═══ Vorliegender Text ═══

Kurt-Wabbel-Haus: Der Dornröschenschlaf ist vorbei

Ab Freitag gibt es im ehemaligen Kulturhaus "Kurt Wabbel" am Holzplatz wieder Kultur. Halles freie Theaterszene hat großes mit dem Haus vor.

0

Die Ideen der Studierenden jedenfalls sind am Mittwoch erst einmal wieder in den Schubladen verschwunden. Aber trotz der ganzen Vagheit, die hinter diesen Zukunftsplänen noch steckt – interessant sind sie doch allemal.  Einerseits, weil es immer auch ein bisschen gut tut, wenn Menschen über schöne Dinge nachdenken, ohne sich gleich daran zu stören, was alles (noch) nicht geht. Der Zeitgeist in Halle, mit all den sprudelnden Fluthilfen und Steuereinnahmen, ermöglicht ja gerade an vielen Stellen, dass aus einem Geht-nicht manchmal schon nach wenigen Jahren ein Wann-geht-es-los wird. Auch die freie Kultur hat in den letzten Jahren in Halle Mittel locker gemacht, von denen sie lange nicht zu träumen wagte, und gerade am Holzplatz werden derzeit ja auch auf anderen Feldern und in anderen Dimensionen konkrete und auch noch unkonkrete Pläne geschmiedet. Das Planetarium im Gasometer, das ist konkret. Nächstes Jahr soll es losgehen. Eine neue Schule direkt daneben, das ist noch unkonkret. Das wird gerade erst geprüft von der Stadt. Der Bedarf dafür sei da, sagt die Stadt. Der Bedarf für einen Spielort der freien Szene ist freilich auch irgendwie da.

═══ Datenzeilen ═══

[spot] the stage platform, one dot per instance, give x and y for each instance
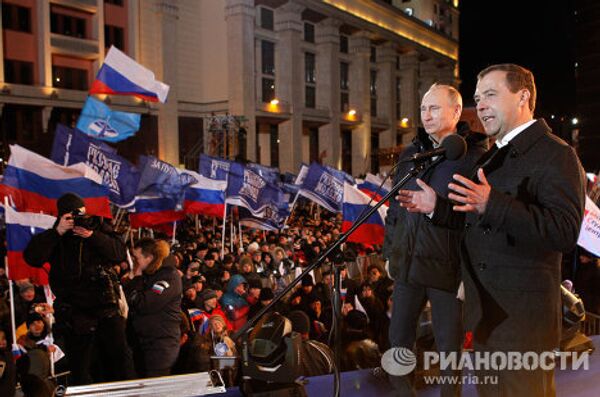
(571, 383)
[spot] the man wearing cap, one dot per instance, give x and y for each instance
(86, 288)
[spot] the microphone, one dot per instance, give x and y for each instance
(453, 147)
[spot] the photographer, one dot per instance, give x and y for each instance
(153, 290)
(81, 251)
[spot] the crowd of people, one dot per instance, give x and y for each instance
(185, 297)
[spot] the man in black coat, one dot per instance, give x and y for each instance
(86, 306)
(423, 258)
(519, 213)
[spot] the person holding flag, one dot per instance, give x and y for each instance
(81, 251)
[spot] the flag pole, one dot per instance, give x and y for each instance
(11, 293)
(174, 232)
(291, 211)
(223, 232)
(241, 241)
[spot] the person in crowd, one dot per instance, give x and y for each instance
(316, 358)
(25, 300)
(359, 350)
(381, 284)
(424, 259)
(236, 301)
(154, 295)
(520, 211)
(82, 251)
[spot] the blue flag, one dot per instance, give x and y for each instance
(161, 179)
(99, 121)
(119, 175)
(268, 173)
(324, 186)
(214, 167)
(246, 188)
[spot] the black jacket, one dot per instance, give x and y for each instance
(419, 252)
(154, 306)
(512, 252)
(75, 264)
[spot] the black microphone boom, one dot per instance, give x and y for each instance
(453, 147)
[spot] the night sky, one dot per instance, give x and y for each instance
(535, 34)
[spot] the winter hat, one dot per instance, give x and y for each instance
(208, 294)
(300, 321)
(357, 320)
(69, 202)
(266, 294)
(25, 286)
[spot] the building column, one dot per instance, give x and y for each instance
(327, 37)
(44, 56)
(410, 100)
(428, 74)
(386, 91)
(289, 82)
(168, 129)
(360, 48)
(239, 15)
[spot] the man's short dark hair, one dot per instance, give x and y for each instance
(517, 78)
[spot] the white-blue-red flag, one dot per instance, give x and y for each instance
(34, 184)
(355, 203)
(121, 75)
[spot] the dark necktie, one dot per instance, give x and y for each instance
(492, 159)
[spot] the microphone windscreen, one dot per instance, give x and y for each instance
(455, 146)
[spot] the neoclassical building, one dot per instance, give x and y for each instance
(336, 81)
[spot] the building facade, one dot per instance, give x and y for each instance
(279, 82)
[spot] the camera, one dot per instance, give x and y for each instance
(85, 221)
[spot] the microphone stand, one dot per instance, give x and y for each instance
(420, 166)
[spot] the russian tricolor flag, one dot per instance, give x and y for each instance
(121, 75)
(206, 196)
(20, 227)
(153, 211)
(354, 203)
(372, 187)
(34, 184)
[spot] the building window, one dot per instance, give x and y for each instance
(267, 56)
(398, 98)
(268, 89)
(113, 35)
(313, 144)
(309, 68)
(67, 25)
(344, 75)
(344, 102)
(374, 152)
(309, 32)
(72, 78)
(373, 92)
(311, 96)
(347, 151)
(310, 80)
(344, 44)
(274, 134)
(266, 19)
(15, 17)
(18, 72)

═══
═══ Datenzeilen ═══

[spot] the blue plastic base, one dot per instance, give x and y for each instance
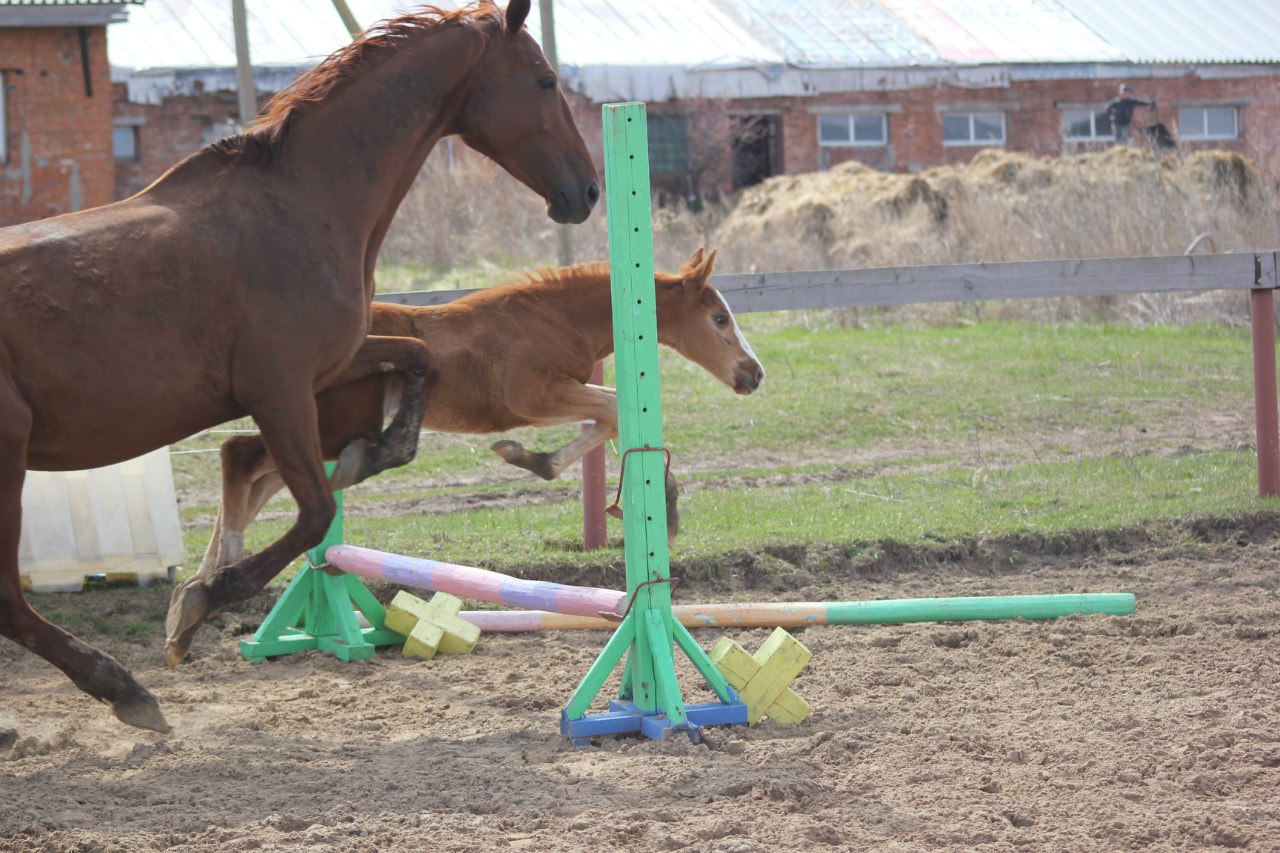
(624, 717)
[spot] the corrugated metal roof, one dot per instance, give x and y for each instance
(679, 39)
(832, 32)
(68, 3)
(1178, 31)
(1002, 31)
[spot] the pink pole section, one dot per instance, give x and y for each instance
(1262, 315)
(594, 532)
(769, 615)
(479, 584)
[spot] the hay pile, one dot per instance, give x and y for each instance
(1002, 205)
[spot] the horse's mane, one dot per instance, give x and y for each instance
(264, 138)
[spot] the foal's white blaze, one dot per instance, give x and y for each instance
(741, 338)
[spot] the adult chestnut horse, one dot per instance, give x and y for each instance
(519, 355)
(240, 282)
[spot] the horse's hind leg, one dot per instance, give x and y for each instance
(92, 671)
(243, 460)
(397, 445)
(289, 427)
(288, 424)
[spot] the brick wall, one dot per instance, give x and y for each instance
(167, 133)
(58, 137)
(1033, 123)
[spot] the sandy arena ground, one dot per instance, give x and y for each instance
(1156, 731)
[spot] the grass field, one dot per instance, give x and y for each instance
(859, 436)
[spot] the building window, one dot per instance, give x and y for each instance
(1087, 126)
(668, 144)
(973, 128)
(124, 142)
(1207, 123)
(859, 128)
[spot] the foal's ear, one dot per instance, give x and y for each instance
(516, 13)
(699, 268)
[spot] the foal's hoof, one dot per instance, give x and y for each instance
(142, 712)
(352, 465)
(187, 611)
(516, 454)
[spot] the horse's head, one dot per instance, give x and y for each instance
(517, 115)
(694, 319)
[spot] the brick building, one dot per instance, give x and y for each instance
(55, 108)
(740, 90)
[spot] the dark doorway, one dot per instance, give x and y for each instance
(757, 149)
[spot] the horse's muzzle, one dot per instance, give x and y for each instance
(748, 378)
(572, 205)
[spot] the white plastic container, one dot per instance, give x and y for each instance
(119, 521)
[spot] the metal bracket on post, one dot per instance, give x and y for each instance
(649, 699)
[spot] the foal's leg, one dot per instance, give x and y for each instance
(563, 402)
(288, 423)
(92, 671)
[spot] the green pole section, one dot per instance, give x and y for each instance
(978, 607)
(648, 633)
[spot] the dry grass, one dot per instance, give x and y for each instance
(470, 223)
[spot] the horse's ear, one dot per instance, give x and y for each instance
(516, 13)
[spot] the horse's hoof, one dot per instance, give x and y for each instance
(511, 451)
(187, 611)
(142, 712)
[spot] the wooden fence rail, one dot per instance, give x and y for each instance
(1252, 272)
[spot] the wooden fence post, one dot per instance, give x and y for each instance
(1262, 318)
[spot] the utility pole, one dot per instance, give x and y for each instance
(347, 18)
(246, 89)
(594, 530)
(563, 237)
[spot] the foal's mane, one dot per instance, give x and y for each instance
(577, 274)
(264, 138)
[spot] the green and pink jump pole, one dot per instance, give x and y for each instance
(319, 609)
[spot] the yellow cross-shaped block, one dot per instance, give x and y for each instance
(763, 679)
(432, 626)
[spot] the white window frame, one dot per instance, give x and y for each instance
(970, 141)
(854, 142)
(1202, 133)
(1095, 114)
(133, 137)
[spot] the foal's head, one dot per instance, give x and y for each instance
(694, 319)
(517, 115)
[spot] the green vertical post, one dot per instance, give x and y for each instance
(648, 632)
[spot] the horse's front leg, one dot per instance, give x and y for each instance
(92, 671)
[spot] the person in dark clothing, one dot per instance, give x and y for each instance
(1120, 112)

═══
═══ Datenzeilen ═══

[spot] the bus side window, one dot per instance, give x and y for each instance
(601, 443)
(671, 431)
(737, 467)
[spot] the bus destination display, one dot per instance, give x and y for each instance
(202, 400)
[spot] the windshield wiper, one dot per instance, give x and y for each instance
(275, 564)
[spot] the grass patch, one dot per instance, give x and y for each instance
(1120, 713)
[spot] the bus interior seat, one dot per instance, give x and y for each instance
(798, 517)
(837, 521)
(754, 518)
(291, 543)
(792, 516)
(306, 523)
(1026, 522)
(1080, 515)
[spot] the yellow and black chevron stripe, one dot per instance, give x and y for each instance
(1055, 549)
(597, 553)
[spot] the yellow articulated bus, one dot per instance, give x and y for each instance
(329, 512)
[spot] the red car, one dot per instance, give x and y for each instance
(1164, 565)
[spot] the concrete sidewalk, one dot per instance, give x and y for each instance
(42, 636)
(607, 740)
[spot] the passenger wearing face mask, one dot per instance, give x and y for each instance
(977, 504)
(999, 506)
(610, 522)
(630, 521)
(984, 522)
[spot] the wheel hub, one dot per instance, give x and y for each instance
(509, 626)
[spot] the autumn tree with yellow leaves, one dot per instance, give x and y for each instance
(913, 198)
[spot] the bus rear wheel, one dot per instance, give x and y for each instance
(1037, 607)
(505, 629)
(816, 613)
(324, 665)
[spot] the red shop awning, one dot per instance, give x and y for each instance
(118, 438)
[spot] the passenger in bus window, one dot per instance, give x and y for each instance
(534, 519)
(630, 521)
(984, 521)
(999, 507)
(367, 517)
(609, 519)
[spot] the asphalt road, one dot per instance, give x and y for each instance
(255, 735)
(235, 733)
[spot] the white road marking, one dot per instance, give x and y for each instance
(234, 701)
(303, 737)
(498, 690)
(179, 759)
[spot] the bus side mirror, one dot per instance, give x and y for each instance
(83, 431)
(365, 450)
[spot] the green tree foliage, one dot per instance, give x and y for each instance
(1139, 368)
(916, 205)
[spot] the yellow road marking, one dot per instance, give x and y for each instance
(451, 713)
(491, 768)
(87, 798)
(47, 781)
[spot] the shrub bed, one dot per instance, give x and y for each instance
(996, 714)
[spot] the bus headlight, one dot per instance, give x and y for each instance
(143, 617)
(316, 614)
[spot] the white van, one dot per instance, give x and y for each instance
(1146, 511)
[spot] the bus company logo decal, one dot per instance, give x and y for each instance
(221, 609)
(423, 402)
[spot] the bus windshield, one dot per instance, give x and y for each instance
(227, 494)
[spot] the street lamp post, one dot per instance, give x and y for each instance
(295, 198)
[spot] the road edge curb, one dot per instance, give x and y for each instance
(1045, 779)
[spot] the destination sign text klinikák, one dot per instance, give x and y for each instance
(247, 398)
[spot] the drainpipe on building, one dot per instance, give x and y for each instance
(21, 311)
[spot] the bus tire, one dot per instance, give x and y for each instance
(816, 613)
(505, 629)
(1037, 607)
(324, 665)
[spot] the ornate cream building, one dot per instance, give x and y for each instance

═══

# Aufgabenliste:
1/ Fasse den Absatz aus dem Text über das Kurt-Wabbel-Haus, der mit „Die Ideen der Studierenden jedenfalls“ beginnt, kürzer zusammen und behalte dabei seine wesentlichen Fakten bei.
2/ Schreibe den Text über das Kurt-Wabbel-Haus im Anschluss an seinen letzten Satz fort.
Die Zeilen stehen in keinem Zusammenhang mit dem Text über das Kurt-Wabbel-Haus.

# Endgültige Antworten:
1/ Die Ideen der Studierenden sind am Mittwoch vorerst wieder in den Schubladen verschwunden. Trotz ihrer Vagheit sind diese Zukunftspläne interessant, auch weil es guttut, über schöne Dinge nachzudenken, ohne sich an dem zu stören, was (noch) nicht geht. Mit sprudelnden Fluthilfen und Steuereinnahmen wird in Halle aus einem Geht-nicht oft nach wenigen Jahren ein Wann-geht-es-los. Auch die freie Kultur hat Mittel erhalten, von denen sie lange nicht zu träumen wagte. Am Holzplatz entstehen weitere Pläne: Das Planetarium im Gasometer ist konkret und soll nächstes Jahr starten. Eine neue Schule direkt daneben wird von der Stadt erst geprüft, die den Bedarf dafür sieht. Bedarf für einen Spielort der freien Szene besteht ebenfalls.

2/
Und andererseits war der Abend am Mittwoch interessant, weil man den freien Theaterhaus-Träumern dabei zusehen und ‑hören konnte, wie ihnen das Kopfzerbrechen macht: Was bedeutet es denn eigentlich für freies Theater, wenn da jetzt ein fester Ort entsteht, den sie perspektivisch ganz für sich alleine haben. Was bedeutet es, wenn man gar Aus- und Umbaupläne schmiedet, die es in Deutschland so für das freie Theater nur ganz wenige – wenn überhaupt – gibt? Dorothea Becker, die Professorin aus Leipzig, die die utopische Fingerübung der Studierenden geleitet hat, rät dazu, den irgendwann vielleicht realisierbaren Wabbel-Haus-Umbau gleich überregional zu denken und hier ein über Halle hinausstrahlendes Zentrum der freien Theaterszene zu entwickeln. Tom Wolter und auch die Vereinsvorsitzende Nicole Tröger belassen es am Mittwoch bei diesen Thesen. Konkret, wie gesagt, ist die zukunft nicht.

„Paare in Zeiten der Hysterie“ ist die erste Theaterpremiere im neuen WUK Theater Quartier, Foto: WUK.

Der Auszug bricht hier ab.